Part of a data file:
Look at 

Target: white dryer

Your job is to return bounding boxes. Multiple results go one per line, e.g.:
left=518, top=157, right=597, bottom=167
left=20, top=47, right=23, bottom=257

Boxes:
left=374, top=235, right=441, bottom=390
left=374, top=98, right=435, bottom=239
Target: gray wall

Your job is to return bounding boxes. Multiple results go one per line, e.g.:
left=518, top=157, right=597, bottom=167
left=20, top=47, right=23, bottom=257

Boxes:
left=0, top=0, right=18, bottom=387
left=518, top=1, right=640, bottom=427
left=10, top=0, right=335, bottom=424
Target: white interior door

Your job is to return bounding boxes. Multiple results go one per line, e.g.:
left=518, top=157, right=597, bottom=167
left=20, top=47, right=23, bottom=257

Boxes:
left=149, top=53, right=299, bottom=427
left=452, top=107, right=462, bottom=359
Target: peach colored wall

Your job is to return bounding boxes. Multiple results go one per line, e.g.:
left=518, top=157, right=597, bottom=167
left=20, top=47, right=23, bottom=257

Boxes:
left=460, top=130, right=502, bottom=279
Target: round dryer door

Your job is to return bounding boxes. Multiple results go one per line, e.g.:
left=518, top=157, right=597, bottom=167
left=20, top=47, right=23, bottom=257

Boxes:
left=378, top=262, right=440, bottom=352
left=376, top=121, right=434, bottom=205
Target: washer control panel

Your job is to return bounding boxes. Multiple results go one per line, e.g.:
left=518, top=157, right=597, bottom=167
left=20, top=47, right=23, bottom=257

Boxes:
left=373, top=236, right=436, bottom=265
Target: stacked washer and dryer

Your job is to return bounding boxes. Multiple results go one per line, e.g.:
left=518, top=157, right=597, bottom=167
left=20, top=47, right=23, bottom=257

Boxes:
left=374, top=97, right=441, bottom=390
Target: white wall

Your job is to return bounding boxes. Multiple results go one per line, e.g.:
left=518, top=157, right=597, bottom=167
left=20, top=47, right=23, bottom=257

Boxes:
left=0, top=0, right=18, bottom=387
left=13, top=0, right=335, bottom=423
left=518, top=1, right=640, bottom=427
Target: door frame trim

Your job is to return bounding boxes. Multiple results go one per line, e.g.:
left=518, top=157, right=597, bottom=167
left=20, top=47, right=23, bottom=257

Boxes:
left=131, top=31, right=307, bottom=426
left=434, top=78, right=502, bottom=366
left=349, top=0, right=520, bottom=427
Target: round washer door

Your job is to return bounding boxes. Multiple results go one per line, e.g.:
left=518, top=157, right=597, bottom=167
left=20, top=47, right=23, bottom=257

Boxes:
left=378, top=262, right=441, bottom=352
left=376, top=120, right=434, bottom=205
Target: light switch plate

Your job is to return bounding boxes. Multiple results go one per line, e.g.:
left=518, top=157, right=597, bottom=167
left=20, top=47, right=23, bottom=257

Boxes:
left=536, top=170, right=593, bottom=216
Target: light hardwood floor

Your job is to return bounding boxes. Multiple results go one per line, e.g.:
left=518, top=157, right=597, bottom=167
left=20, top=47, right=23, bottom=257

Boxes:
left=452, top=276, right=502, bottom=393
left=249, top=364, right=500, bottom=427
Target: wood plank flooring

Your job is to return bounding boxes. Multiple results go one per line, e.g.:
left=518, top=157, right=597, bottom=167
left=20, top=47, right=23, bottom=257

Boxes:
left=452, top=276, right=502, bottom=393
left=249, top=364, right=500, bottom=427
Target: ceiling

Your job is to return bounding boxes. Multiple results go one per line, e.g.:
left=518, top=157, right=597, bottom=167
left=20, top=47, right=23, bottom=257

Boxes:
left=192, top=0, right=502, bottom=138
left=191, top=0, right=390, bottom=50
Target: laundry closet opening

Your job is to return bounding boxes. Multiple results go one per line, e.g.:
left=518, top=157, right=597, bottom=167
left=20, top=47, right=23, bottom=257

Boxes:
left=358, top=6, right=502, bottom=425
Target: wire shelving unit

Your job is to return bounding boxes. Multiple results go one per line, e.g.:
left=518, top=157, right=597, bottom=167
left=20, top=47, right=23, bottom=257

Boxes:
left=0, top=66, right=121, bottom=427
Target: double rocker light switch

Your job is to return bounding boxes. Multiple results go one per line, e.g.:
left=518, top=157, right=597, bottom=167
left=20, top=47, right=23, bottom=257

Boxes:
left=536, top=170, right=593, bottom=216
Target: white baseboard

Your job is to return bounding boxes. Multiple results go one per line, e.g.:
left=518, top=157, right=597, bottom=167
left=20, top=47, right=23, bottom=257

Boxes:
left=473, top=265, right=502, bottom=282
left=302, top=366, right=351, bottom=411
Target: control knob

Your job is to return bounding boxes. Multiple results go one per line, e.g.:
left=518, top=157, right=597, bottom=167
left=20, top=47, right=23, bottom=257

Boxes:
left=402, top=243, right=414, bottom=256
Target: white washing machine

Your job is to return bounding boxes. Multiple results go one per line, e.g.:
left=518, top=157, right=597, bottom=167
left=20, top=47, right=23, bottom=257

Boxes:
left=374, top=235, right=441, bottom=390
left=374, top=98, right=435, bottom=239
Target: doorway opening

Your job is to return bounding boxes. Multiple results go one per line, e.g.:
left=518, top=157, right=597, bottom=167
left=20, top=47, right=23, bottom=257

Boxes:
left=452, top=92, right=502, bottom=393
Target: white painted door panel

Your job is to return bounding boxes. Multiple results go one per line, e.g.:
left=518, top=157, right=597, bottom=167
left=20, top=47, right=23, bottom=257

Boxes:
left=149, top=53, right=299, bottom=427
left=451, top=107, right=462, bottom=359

- Short task
Please write out again the stretch from the line containing "Target: gray wall" through the line containing "left=460, top=130, right=502, bottom=279", both ends included and requests kept, with every box coordinate in the answers multiplied by 2.4 and rounded to a whole number, halves up. Leave the numbers in the requests and their format samples unchanged.

- Output
Target: gray wall

Your job is to return bounding boxes. Multiple results go one per line, e.g.:
left=518, top=157, right=597, bottom=167
left=20, top=47, right=23, bottom=257

Boxes:
left=0, top=0, right=43, bottom=929
left=1243, top=2, right=1536, bottom=1025
left=24, top=0, right=804, bottom=1018
Target: white interior door

Your job is to return bounding boxes. Multiple results go one per line, e.g.:
left=518, top=157, right=597, bottom=167
left=20, top=47, right=23, bottom=257

Boxes:
left=358, top=127, right=718, bottom=1025
left=1085, top=257, right=1109, bottom=862
Target: peach colored wall

Your job is to return bounding boxes. Multiple results go one per line, e.g.:
left=518, top=157, right=597, bottom=167
left=20, top=47, right=23, bottom=257

Boxes:
left=1104, top=312, right=1205, bottom=670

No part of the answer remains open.